ЦЕЛЬ ЗАДАНИЯ:
Ответьте по исходному тексту на вопросы.
1. Чем Kaspersky Security Scan отличается от Kaspersky Virus Removal Tool?
2. Какая программа сейчас установлена у Matias?
3. Чего не мог делать онлайновый сканер ЛК?

ИСХОДНЫЙ ТЕКСТ:
☆ ☆ ☆ ☆ ☆ ☆ ☆
# Форум на русском языке  > Решения по информационной безопасности  > Антивирусы  >  Kaspersky Security Scan: бесплатный сканер от ЛК

## Matias

У ЛК появился бесплатный антивирусный сканер. Он называется Kaspersky Security Scan. От Kaspersky Virus Removal Tool он отличается тем, что может обновлять базы, но не может удалять обнаруженные вредоносные программы. В базе знаний ЛК есть посвященный KSS раздел. Также раздел о KSS есть на официальном форуме ЛК.
Кто-нибудь уже пробовал ставить KSS? Интересуют отзывы об этом сканере. Сейчас у меня стоит MSE, и KSS мог бы стать неплохим дополнением к нему.

----------

Надоело быть жертвой? Стань профи по информационной безопасности, получай самую свежую информацию об угрозах и средствах защиты от ведущего российского аналитического центра Anti-Malware.ru:

----------


## Никита Соловьев

> но не может удалять обнаруженные вредоносные программы


Действительно, зачем это надо...

----------


## Matias

> Действительно, зачем это надо...


Насколько мне известно, когда у ЛК был онлайновый сканер, то он тоже не мог удалять обнаруженные объекты.
☆ ☆ ☆ ☆ ☆ ☆ ☆
РАЗДЕЛ ДАННЫХ:
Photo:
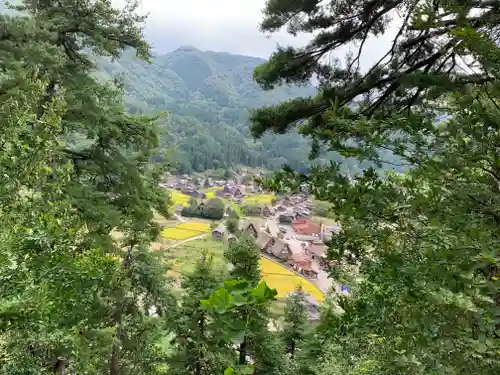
☆ ☆ ☆ ☆ ☆ ☆ ☆
ОБРАЗЕЦ РЕШЕНИЯ:
1. Он может обновлять базы, но не может удалять обнаруженные вредоносные программы.
2. MSE.
3. Удалять обнаруженные объекты.